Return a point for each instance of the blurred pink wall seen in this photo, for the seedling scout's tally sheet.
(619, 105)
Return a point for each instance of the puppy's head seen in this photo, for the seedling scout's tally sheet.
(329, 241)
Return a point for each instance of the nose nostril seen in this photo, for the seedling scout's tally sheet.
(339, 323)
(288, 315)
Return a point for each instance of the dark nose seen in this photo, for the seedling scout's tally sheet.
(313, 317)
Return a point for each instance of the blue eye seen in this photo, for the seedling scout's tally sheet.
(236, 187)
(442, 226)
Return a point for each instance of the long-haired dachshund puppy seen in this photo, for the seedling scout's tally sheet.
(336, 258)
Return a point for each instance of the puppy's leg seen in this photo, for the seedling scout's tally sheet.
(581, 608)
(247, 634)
======
Task brief »
Convert every line of the items above into a JSON list of strings, one string per line, leaving out any blank lines.

Finished answer »
[
  "Return a point for each instance of the blurred pink wall seen in this photo, for the seedling scout's tally sheet.",
  "(619, 105)",
  "Return a point for each instance of the puppy's head seen in this photo, for the seedling scout's tally sheet.",
  "(329, 241)",
  "Return a point for each instance of the nose nostril seen in this photo, for the seedling scout's tally sheet.",
  "(339, 323)",
  "(288, 315)",
  "Return a point for each instance of the dark nose seen in this photo, for the seedling scout's tally sheet.",
  "(313, 317)",
  "Return a point for each instance of the blue eye seen in this photo, for the seedling scout's tally sheet.",
  "(236, 187)",
  "(442, 226)",
  "Return a point for each instance of the long-haired dachshund puppy seen in this photo, for the seedling scout's tally sheet.",
  "(336, 258)",
  "Return a point for each instance of the puppy's leg seen in this photo, for the seedling scout's tally sheet.",
  "(581, 608)",
  "(247, 634)"
]